■ **PROBLEM**
Copy the material starting at the line that contains "Locate black pointer" and ending at the line that contains "[264, 328, 293, 360]", changing "screenshot" to "image" and keeping everything else the same. Omit the pictures.

■ **SUPPLIED ENTRIES**
===

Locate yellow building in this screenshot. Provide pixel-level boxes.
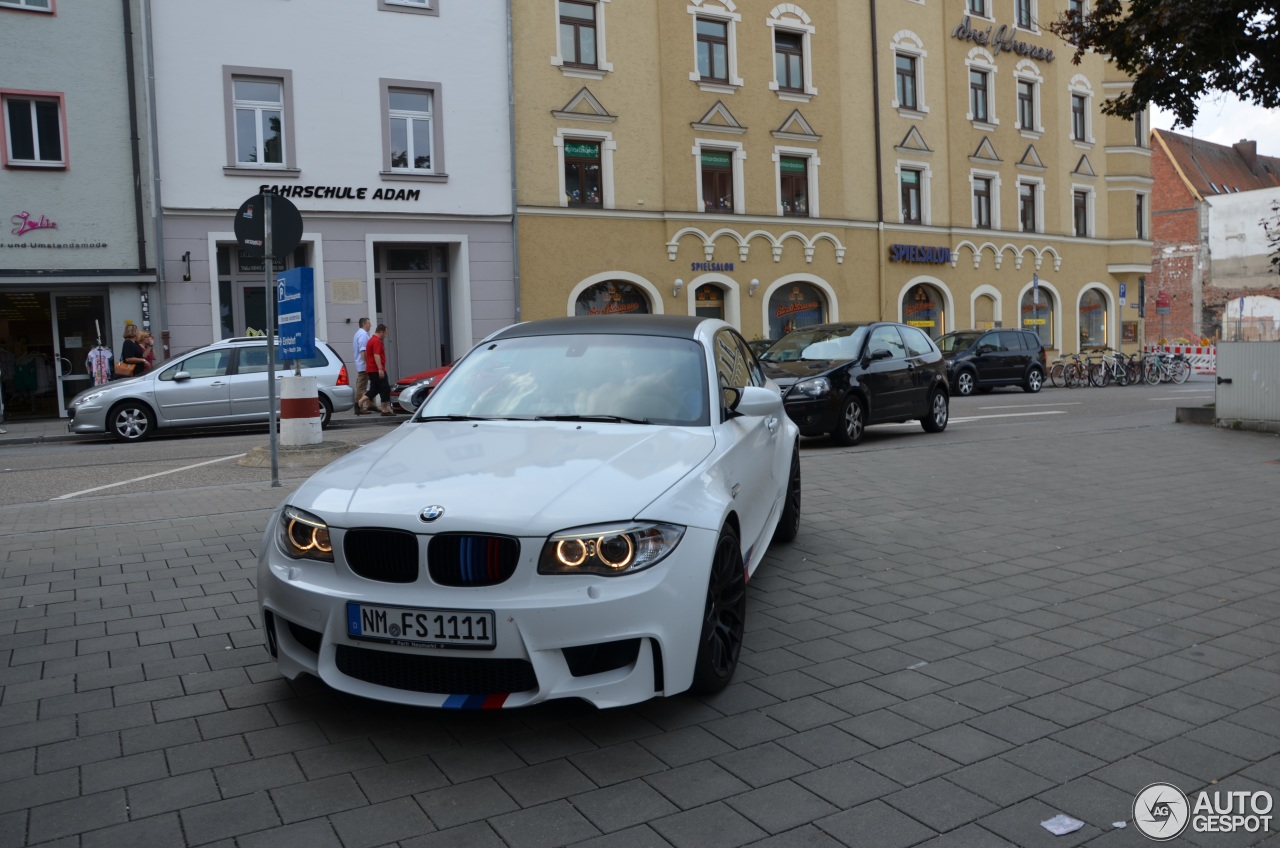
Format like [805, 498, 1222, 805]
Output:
[512, 0, 1151, 351]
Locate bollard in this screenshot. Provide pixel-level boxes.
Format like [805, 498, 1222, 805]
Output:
[279, 375, 323, 447]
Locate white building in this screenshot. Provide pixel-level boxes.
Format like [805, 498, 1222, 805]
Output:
[147, 0, 516, 377]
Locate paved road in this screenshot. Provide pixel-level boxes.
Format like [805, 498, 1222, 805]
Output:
[0, 383, 1280, 848]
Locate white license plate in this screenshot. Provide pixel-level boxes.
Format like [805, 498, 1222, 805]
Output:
[347, 602, 495, 648]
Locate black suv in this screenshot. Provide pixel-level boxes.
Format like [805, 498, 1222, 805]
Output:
[937, 329, 1048, 397]
[760, 322, 951, 444]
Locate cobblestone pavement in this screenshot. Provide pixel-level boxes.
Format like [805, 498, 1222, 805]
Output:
[0, 415, 1280, 848]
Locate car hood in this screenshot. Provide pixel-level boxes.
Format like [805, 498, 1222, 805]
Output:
[289, 421, 716, 535]
[762, 359, 850, 388]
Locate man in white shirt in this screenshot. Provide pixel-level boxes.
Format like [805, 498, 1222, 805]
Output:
[351, 318, 369, 415]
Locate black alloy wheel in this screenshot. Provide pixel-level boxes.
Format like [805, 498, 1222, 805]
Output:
[106, 401, 156, 442]
[689, 524, 746, 694]
[920, 388, 951, 433]
[831, 395, 867, 447]
[773, 446, 800, 542]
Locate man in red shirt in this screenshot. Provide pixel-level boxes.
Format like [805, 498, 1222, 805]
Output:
[360, 324, 396, 415]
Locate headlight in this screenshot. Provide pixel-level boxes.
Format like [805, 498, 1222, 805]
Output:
[538, 521, 685, 576]
[279, 506, 333, 562]
[791, 377, 831, 398]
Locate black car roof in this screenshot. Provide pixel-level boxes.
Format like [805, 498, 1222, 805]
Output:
[489, 315, 716, 341]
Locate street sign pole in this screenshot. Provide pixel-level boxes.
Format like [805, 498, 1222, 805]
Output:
[262, 192, 280, 488]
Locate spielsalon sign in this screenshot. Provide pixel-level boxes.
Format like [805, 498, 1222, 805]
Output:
[951, 15, 1053, 61]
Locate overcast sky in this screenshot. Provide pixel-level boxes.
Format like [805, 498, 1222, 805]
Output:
[1151, 95, 1280, 156]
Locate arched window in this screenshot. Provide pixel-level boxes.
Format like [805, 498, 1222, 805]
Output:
[1019, 288, 1055, 347]
[573, 279, 653, 315]
[769, 283, 827, 338]
[694, 283, 724, 320]
[902, 283, 950, 338]
[1080, 288, 1108, 348]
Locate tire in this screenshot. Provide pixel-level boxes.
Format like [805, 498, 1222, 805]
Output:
[689, 524, 746, 694]
[920, 388, 951, 433]
[773, 444, 800, 542]
[106, 401, 156, 442]
[831, 395, 867, 447]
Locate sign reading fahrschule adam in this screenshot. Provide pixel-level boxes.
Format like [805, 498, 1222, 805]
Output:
[951, 15, 1053, 61]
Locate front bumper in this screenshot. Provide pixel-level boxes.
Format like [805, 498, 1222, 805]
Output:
[259, 516, 717, 708]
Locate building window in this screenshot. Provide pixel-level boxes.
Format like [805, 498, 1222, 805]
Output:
[1071, 191, 1089, 238]
[564, 138, 604, 208]
[773, 29, 804, 91]
[969, 68, 991, 122]
[559, 0, 596, 68]
[1018, 182, 1038, 233]
[973, 177, 992, 229]
[0, 94, 67, 168]
[699, 150, 736, 214]
[573, 279, 653, 315]
[1018, 79, 1036, 129]
[1014, 0, 1036, 29]
[769, 283, 827, 338]
[1080, 288, 1108, 348]
[893, 53, 920, 110]
[387, 88, 433, 173]
[378, 0, 440, 15]
[379, 79, 445, 182]
[696, 18, 728, 85]
[1021, 286, 1053, 347]
[223, 65, 297, 170]
[778, 156, 809, 218]
[899, 168, 924, 224]
[233, 79, 284, 165]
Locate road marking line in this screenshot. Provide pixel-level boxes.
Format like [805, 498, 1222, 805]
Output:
[49, 453, 244, 501]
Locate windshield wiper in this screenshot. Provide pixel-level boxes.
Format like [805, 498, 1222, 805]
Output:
[536, 415, 649, 424]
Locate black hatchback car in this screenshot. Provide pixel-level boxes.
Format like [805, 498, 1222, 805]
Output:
[760, 322, 951, 444]
[938, 329, 1048, 397]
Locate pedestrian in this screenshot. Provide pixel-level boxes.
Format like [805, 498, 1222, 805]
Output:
[362, 324, 396, 415]
[116, 322, 147, 377]
[351, 318, 369, 415]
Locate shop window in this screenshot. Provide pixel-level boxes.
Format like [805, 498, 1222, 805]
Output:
[769, 283, 827, 338]
[1019, 288, 1055, 347]
[902, 283, 947, 338]
[0, 94, 67, 168]
[564, 138, 604, 208]
[694, 283, 724, 320]
[573, 279, 653, 315]
[1080, 288, 1110, 348]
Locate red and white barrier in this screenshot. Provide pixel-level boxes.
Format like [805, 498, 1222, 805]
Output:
[279, 375, 323, 447]
[1142, 345, 1217, 374]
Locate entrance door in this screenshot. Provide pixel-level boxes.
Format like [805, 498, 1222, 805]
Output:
[52, 295, 108, 416]
[387, 278, 444, 382]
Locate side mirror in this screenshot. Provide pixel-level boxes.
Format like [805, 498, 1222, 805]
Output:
[722, 386, 782, 418]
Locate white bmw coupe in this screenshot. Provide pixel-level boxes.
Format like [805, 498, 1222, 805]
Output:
[257, 315, 800, 710]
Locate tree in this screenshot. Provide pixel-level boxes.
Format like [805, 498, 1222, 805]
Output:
[1048, 0, 1280, 127]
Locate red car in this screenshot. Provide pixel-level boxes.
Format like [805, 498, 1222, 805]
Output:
[392, 365, 453, 414]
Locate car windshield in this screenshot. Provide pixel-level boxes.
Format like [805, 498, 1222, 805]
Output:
[934, 333, 982, 354]
[416, 333, 710, 427]
[760, 327, 867, 363]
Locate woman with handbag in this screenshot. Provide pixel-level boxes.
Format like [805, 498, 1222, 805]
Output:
[115, 324, 147, 377]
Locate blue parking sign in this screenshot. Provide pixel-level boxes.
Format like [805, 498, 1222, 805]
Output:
[275, 268, 316, 360]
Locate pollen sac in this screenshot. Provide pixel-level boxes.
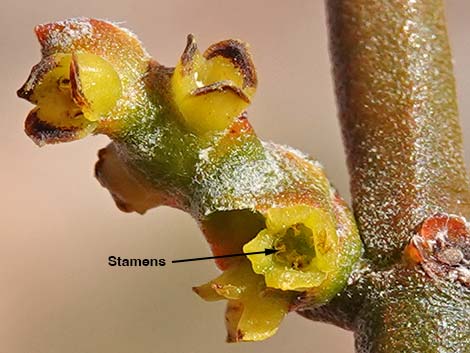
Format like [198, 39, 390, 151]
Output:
[243, 205, 338, 292]
[171, 35, 257, 134]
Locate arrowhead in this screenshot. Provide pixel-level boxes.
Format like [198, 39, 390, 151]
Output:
[264, 249, 279, 255]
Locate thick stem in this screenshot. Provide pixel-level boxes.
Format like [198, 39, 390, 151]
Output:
[301, 0, 470, 353]
[327, 0, 470, 264]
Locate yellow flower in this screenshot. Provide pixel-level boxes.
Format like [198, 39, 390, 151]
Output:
[243, 205, 338, 291]
[18, 18, 149, 145]
[193, 255, 294, 342]
[171, 35, 257, 134]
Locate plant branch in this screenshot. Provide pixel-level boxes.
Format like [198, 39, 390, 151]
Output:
[327, 0, 470, 262]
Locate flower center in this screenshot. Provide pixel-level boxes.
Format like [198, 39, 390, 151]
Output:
[273, 223, 315, 270]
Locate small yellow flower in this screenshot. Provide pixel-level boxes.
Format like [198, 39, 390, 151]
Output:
[171, 35, 257, 134]
[193, 255, 294, 342]
[18, 18, 149, 145]
[243, 205, 338, 291]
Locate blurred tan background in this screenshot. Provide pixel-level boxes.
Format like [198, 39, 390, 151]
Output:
[0, 0, 470, 353]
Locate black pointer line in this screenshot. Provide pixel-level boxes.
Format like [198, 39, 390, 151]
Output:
[171, 249, 279, 264]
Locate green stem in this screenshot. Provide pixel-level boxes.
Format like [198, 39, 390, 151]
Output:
[327, 0, 470, 263]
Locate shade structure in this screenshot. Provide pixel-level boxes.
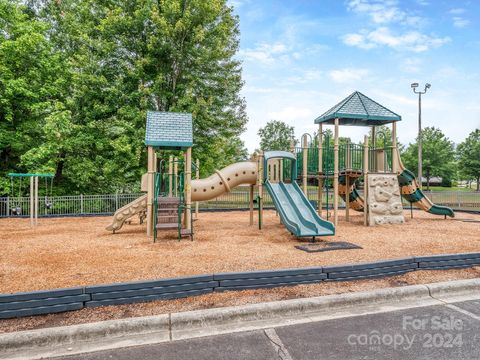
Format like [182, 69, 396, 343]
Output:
[315, 91, 402, 126]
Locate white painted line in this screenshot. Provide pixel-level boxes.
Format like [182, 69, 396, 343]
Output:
[445, 304, 480, 321]
[264, 328, 293, 360]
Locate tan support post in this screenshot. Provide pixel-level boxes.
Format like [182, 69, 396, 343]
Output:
[185, 147, 192, 231]
[333, 118, 339, 226]
[370, 126, 377, 172]
[345, 140, 352, 170]
[249, 185, 254, 225]
[302, 134, 308, 198]
[168, 155, 173, 197]
[363, 135, 369, 226]
[30, 176, 35, 227]
[195, 159, 200, 220]
[278, 159, 283, 182]
[257, 150, 263, 229]
[147, 146, 155, 236]
[173, 156, 178, 197]
[345, 174, 350, 221]
[35, 176, 38, 226]
[317, 124, 323, 216]
[392, 122, 398, 174]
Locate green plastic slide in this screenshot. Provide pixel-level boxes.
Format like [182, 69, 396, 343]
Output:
[265, 180, 335, 237]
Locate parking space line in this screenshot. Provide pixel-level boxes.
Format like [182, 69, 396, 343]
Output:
[263, 328, 293, 360]
[445, 304, 480, 321]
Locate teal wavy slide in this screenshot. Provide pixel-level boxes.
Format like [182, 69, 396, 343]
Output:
[265, 180, 335, 237]
[395, 149, 455, 217]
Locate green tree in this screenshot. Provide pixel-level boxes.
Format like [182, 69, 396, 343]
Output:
[403, 127, 455, 190]
[0, 0, 69, 194]
[24, 0, 247, 192]
[457, 129, 480, 191]
[258, 120, 296, 151]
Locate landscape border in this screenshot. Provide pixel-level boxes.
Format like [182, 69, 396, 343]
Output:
[0, 253, 480, 319]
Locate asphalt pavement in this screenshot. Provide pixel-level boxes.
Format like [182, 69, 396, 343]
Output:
[56, 300, 480, 360]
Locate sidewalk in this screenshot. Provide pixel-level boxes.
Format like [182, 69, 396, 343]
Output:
[0, 279, 480, 359]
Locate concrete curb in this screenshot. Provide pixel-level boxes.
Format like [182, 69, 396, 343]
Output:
[0, 314, 170, 352]
[425, 278, 480, 302]
[0, 279, 480, 359]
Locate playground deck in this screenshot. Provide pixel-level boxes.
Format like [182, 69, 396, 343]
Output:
[0, 211, 480, 293]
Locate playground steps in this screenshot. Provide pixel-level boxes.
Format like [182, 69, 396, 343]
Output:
[156, 197, 191, 236]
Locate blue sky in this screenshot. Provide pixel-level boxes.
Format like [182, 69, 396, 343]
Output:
[230, 0, 480, 151]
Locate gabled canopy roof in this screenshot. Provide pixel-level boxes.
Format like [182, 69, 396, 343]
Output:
[315, 91, 402, 126]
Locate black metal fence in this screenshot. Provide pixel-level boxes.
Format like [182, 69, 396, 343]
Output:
[0, 186, 480, 217]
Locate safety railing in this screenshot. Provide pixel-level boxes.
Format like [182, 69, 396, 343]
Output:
[0, 190, 480, 217]
[0, 193, 142, 217]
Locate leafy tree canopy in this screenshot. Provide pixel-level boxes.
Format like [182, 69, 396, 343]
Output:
[0, 0, 247, 193]
[457, 129, 480, 191]
[403, 127, 455, 189]
[258, 120, 296, 151]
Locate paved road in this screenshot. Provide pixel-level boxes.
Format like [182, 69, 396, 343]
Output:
[57, 301, 480, 360]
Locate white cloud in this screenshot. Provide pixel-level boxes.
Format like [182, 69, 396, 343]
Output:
[342, 26, 450, 52]
[449, 8, 465, 15]
[342, 34, 376, 49]
[238, 42, 288, 65]
[267, 106, 313, 125]
[347, 0, 406, 24]
[452, 16, 470, 29]
[328, 68, 369, 83]
[400, 58, 423, 74]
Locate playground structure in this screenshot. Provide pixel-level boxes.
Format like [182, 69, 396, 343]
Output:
[7, 173, 54, 227]
[107, 91, 454, 241]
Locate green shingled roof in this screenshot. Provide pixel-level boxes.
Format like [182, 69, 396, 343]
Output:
[145, 111, 193, 149]
[315, 91, 402, 126]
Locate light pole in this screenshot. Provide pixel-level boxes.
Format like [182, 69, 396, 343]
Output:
[411, 83, 432, 189]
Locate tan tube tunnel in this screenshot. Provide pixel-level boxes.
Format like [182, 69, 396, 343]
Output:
[192, 161, 257, 201]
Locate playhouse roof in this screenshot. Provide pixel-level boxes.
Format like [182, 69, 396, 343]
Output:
[315, 91, 402, 126]
[145, 111, 193, 149]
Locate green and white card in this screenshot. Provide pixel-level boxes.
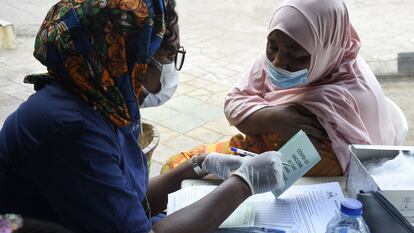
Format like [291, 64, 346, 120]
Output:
[273, 130, 321, 197]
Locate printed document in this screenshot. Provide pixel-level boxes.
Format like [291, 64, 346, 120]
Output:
[167, 182, 344, 233]
[273, 130, 321, 197]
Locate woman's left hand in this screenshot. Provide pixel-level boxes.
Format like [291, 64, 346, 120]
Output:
[201, 152, 248, 180]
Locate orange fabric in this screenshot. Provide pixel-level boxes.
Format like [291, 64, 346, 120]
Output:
[161, 133, 342, 176]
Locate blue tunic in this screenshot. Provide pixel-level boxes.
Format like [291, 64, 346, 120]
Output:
[0, 83, 151, 233]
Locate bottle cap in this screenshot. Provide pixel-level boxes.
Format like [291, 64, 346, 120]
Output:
[341, 198, 362, 217]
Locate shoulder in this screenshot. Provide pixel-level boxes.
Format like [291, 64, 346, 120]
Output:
[2, 84, 113, 153]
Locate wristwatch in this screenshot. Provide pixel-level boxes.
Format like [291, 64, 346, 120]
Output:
[190, 155, 207, 178]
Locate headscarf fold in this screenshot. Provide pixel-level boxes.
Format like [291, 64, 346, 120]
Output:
[25, 0, 172, 128]
[225, 0, 396, 173]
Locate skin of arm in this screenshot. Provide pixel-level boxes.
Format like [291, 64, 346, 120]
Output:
[153, 176, 251, 233]
[147, 155, 205, 215]
[236, 105, 327, 140]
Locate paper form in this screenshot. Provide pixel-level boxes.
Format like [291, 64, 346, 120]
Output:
[273, 130, 321, 197]
[167, 185, 255, 228]
[168, 182, 344, 233]
[279, 182, 344, 233]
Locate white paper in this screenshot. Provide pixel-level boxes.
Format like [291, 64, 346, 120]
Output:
[167, 185, 255, 228]
[279, 182, 344, 233]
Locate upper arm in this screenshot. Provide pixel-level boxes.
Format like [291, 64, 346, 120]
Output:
[26, 125, 151, 232]
[224, 54, 269, 125]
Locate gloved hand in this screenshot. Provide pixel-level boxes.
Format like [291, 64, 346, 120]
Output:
[201, 152, 248, 180]
[233, 151, 284, 195]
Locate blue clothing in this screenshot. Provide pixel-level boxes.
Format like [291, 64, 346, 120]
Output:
[0, 83, 151, 233]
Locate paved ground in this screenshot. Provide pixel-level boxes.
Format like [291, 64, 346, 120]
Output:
[0, 0, 414, 174]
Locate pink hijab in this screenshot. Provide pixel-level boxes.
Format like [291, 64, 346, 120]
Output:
[224, 0, 396, 173]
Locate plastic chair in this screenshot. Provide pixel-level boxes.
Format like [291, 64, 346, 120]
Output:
[385, 97, 408, 146]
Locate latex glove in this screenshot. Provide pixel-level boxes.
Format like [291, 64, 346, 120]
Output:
[234, 151, 284, 195]
[201, 152, 247, 180]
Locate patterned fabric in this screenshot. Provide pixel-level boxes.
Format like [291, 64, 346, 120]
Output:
[161, 133, 342, 176]
[25, 0, 168, 128]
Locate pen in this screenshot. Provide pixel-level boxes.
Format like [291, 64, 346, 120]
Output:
[230, 147, 292, 167]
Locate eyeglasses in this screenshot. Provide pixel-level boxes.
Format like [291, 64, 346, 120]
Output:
[174, 46, 187, 71]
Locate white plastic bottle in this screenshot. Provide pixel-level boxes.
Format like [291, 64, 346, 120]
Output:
[326, 198, 370, 233]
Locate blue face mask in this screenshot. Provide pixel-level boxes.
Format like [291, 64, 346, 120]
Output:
[266, 59, 308, 89]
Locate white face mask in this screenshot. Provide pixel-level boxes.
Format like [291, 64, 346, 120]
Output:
[141, 62, 178, 108]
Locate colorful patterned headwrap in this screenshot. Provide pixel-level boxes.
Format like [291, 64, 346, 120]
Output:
[25, 0, 172, 128]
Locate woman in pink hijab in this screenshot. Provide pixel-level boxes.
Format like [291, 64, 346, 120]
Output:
[224, 0, 396, 175]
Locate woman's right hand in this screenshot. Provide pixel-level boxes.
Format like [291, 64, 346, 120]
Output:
[233, 151, 284, 195]
[201, 152, 248, 180]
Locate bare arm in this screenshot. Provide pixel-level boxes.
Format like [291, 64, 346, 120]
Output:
[153, 176, 251, 233]
[236, 105, 326, 139]
[147, 156, 204, 216]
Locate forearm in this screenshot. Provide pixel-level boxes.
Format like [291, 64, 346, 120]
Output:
[153, 176, 251, 233]
[147, 156, 204, 215]
[236, 106, 280, 135]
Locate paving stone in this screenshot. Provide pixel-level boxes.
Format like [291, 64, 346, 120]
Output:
[165, 95, 203, 112]
[186, 127, 223, 144]
[159, 113, 209, 133]
[151, 144, 180, 164]
[203, 117, 240, 136]
[141, 106, 180, 122]
[164, 135, 203, 152]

===

■ **RESULT OF THIS TASK**
Locate black pointer line in this image. Provide pixel-level boxes.
Format like [198, 39, 390, 151]
Output:
[171, 249, 279, 264]
Locate green stem in this image. Provide pixel-level boxes.
Format like [198, 39, 390, 151]
Output:
[327, 0, 470, 263]
Locate shade structure in this image. Provide pixel-level boxes.
Format like [182, 69, 396, 343]
Output:
[315, 91, 402, 126]
Locate white painted line in this image. Provide pixel-level boxes.
Format like [182, 69, 396, 343]
Output:
[445, 304, 480, 321]
[264, 328, 293, 360]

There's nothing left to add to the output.